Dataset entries
┄┄┄┄┄┄

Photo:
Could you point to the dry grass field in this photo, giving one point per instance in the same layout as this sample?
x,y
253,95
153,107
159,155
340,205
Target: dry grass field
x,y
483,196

┄┄┄┄┄┄

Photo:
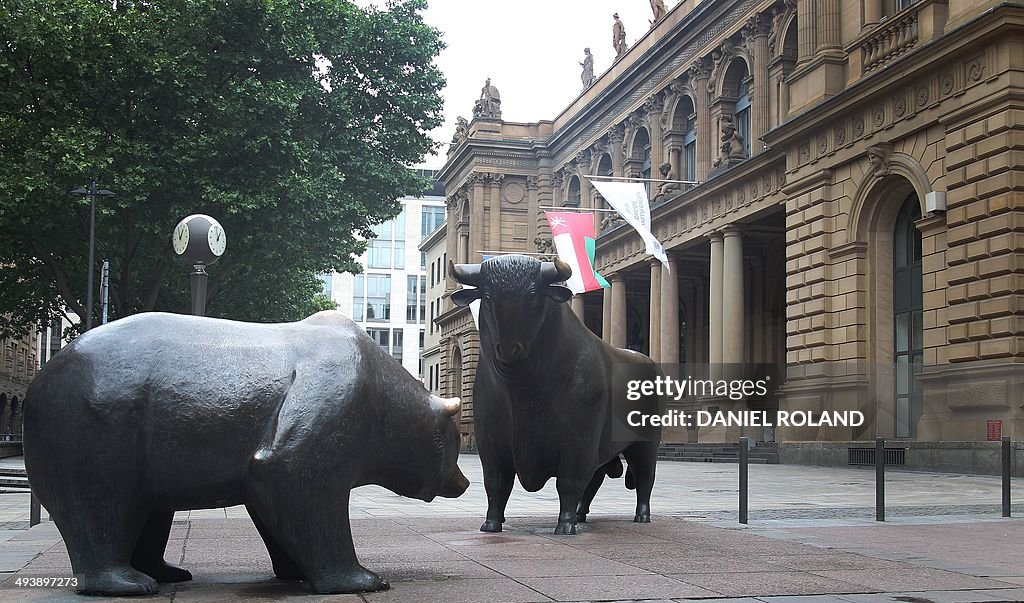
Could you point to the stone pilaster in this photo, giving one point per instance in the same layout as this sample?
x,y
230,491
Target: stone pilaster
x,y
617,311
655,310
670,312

┄┄┄┄┄┄

Goal of the exercise. From the data above, say how many lines include "sample", and write nothing but the number.

Solution for this problem. 2